→ Data records
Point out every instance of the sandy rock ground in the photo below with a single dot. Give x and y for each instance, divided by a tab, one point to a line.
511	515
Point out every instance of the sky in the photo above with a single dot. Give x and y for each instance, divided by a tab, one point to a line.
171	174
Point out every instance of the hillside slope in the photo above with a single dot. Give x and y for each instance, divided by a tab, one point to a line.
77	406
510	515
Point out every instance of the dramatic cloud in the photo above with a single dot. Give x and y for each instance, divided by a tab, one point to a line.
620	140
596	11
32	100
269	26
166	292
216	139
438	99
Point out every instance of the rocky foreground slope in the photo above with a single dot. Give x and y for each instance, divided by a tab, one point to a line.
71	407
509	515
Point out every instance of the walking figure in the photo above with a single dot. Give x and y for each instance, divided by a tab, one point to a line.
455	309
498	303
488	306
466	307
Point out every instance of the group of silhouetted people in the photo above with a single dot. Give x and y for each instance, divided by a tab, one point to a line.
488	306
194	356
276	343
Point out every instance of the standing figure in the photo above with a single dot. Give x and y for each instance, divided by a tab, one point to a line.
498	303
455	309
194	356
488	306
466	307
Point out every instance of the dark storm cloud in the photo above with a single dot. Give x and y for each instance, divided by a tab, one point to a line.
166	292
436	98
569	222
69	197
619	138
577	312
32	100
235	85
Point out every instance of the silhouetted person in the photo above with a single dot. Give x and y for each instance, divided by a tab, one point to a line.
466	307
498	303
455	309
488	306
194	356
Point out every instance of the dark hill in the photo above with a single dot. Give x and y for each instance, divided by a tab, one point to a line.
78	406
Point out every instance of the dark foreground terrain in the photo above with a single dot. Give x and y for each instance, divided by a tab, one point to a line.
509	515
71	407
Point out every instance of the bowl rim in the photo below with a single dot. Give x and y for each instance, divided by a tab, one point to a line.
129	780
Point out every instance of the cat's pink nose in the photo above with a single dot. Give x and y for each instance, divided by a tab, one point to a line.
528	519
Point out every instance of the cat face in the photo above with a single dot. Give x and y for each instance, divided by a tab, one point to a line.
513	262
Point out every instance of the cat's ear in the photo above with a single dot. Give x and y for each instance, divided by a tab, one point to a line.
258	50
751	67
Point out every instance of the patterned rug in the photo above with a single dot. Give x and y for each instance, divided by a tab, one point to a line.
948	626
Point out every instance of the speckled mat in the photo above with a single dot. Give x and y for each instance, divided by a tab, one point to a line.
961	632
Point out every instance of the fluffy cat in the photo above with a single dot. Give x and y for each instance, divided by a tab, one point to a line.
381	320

→ EXERCISE DESCRIPTION
Revise every one of the records above so that "divided by a tab" reads "separated by a tab", keeping everything else the same.

→ SOLUTION FOR THIS TASK
Point out every instance of the sandy rock ground in the photo below with a single dot. Give x and y for each instance, separated by a tab, one point to a line.
511	515
Point out every instance of the sky in the photo above with a single dot. Give x and y for each instance, separated by a tab, one point to a line.
171	174
Point out every instance of the hillside slope in the photo above with a single dot. Give x and y for each instance, separated by a tab, one point to a line.
77	406
510	515
Point out every instance of the dramatic cloud in the photo above with a single dot. Give x and y for each instance, separated by a tab, one point to a line.
620	140
596	11
32	100
269	26
166	292
216	139
438	99
Point out every instance of the rocky foreground slope in the photo above with a single dot. Give x and y for each instance, separated by a tab, one point to a line.
71	407
509	515
Point out every instance of the walking figure in the photo above with a single dot. Give x and y for each instance, separated by a tab, one point to a line.
455	309
498	303
488	306
466	307
Point out every instance of the group of silhouetted people in the photo above with a single dot. Give x and y for each instance, separated by a tab, one point to a line.
488	306
194	356
276	343
Point out every instance of the standing figure in the photo above with a single dot. Give x and y for each instance, separated by a tab, one point to a line.
498	303
455	309
194	356
488	306
466	307
Point out every instance of the dark storm cloud in the photo above with a single dot. Give x and y for each instance, separated by a tab, one point to a line.
166	292
436	98
569	222
69	197
619	138
577	312
32	100
235	85
Point out every instance of the silhouetted person in the photo above with a single dot. Give x and y for each instance, separated by a tab, one point to a line.
466	307
498	303
455	309
488	306
194	356
Point out every instance of the dark hill in the photo above with a single dot. Give x and y for each instance, separated by a tab, one point to a line.
78	406
Point out every instance of the dark foreground terrain in the photo above with a single dot. Give x and y for each instance, separated by a tab, one point to a line.
509	515
71	407
Point out every instance of the bowl rim in the photo below with a single dot. Give x and y for each instance, separated by a tab, one point to a line.
129	780
Point out every instance of the cat's pink nose in the photo above with a single dot. Give x and y for each instance, separated by a tab, one point to a line.
528	519
Point out every instance of the cat face in the photo above with a single dot. Give x and y for each instance, separated by a tab, one point to a line.
513	262
Point out every instance of the cat's ear in the photo above with a single dot. Give x and y for each instance, separated by a tab, one point to a line.
258	50
751	67
Point out every instance of the patterned rug in the photo above with a single dot. Give x and y for each instance, separated by a tab, one point to a line.
948	626
Point out every instance of the speckled mat in the photo above with a single dot. Give x and y for each instance, separated by a tab, one point to a line.
961	632
Point out every instance of the fluffy cat in the photo above with a single dot. Give x and y for each instance, separated by a tab, one point to a line.
381	320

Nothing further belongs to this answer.